Your instructions — Tally the lines of the entries below that contain the word "gray", and reply with the number alone.

Data provided —

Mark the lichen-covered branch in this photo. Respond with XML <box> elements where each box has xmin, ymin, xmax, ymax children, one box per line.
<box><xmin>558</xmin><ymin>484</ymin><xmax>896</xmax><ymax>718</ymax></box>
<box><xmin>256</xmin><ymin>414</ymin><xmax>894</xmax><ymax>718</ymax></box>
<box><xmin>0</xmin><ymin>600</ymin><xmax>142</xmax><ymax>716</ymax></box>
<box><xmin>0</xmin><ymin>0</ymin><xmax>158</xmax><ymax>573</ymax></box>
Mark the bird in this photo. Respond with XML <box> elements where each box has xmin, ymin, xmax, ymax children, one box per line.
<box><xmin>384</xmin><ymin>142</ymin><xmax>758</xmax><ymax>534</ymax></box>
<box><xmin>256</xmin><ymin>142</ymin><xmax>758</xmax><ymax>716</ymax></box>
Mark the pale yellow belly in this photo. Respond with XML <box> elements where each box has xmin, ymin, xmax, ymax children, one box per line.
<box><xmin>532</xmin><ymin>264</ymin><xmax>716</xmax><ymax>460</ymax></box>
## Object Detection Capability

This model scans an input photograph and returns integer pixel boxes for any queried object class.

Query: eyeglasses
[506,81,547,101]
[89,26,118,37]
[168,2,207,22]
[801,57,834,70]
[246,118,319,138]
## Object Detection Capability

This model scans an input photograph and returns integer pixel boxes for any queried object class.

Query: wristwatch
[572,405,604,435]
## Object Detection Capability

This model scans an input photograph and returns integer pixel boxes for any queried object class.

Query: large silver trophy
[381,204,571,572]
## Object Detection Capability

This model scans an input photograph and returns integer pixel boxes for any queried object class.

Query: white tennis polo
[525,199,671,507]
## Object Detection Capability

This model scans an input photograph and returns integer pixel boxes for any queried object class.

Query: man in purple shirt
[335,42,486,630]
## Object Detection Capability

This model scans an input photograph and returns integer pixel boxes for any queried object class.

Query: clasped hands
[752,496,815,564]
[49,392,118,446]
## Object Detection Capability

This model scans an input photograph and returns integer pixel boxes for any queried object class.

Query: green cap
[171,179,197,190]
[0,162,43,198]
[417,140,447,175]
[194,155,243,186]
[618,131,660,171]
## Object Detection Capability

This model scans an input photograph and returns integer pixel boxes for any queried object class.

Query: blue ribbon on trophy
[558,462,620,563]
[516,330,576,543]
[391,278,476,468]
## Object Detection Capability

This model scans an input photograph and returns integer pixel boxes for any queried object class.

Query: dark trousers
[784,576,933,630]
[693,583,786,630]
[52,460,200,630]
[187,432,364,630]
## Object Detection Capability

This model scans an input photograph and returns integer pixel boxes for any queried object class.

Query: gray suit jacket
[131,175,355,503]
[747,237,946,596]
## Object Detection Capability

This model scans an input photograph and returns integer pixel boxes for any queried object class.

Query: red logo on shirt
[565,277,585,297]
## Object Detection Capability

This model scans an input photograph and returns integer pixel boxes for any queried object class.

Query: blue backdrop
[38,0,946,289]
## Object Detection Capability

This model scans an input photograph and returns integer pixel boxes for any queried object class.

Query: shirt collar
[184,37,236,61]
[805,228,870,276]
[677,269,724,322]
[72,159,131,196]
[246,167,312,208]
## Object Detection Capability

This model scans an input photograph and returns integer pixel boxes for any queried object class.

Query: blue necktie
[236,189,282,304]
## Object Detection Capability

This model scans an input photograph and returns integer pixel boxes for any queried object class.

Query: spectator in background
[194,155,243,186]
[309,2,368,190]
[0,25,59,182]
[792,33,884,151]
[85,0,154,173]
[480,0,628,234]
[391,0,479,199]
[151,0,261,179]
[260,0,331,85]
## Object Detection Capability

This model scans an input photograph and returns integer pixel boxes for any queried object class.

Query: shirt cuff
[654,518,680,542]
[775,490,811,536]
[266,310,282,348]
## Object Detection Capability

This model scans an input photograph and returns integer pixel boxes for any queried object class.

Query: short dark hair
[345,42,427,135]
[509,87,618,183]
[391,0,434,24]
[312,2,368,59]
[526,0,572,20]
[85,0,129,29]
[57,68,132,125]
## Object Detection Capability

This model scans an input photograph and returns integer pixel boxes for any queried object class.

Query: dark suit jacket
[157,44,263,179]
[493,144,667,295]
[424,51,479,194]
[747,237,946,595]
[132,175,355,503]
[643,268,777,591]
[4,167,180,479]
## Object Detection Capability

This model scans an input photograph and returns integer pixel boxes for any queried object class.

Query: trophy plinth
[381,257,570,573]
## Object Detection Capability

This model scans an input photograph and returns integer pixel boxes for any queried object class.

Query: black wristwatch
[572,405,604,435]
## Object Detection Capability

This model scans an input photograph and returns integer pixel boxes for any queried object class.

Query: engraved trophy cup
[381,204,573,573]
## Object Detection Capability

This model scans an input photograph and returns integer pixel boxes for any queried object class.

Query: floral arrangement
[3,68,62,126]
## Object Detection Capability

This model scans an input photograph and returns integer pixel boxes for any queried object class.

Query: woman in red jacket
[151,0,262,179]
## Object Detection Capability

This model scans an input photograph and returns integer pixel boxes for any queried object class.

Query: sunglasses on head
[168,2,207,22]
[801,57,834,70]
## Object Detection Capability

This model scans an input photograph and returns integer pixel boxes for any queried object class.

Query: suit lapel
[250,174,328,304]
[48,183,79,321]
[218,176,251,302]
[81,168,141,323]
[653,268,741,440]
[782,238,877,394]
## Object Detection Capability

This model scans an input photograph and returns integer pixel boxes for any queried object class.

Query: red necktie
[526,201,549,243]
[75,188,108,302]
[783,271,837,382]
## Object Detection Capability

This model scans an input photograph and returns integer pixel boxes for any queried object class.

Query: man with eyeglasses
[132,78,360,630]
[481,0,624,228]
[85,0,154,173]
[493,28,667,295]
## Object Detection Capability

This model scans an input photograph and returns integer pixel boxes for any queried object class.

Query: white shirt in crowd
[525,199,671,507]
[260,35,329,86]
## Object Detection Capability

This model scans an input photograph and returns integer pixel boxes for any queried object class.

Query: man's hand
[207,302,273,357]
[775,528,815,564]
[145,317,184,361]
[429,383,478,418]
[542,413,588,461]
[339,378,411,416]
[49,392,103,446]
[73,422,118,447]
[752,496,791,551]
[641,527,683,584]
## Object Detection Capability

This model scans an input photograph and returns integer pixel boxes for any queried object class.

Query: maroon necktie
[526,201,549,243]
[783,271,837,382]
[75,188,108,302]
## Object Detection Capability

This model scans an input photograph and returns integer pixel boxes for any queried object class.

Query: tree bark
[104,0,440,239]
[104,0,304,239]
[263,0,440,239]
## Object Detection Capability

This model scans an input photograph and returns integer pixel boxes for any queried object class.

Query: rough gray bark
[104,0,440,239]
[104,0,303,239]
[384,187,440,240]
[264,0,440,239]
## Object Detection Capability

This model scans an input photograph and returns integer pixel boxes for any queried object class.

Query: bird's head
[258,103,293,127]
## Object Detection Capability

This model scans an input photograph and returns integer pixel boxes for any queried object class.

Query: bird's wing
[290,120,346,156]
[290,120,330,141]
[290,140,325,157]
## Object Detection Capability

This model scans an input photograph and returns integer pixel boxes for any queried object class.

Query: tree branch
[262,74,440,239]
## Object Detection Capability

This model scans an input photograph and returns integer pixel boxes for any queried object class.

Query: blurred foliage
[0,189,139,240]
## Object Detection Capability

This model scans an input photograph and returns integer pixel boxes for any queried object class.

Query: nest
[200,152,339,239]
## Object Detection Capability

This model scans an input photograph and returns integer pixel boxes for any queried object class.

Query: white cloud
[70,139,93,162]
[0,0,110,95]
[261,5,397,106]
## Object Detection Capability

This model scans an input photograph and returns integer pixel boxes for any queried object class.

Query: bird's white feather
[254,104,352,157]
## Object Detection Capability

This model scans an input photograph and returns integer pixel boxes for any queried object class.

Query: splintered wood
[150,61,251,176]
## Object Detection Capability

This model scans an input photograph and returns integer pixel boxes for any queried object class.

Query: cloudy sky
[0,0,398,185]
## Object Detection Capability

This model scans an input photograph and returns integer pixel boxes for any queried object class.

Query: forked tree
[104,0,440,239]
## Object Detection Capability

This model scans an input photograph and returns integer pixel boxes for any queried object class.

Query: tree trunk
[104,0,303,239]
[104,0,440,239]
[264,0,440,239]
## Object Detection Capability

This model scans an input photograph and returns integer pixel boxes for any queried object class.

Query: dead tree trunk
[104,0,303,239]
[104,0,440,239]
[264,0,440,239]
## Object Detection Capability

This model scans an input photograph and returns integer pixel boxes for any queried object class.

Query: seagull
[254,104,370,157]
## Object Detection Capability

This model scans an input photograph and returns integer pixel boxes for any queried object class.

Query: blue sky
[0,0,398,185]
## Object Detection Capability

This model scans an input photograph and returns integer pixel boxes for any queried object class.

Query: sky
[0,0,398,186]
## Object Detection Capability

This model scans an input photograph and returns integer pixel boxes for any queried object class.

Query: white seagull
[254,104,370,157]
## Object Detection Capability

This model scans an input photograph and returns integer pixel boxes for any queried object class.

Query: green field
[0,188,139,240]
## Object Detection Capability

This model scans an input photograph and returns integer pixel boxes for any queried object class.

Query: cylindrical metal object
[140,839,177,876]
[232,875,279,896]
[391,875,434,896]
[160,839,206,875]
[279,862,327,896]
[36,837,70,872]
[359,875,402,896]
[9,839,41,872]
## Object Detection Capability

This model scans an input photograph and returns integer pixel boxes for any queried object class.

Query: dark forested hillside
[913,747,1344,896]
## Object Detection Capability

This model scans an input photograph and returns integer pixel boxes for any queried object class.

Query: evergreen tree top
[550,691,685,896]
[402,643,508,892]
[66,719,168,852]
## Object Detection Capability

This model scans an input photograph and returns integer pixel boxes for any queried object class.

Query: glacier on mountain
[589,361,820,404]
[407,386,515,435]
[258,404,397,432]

Response for this exercise — 2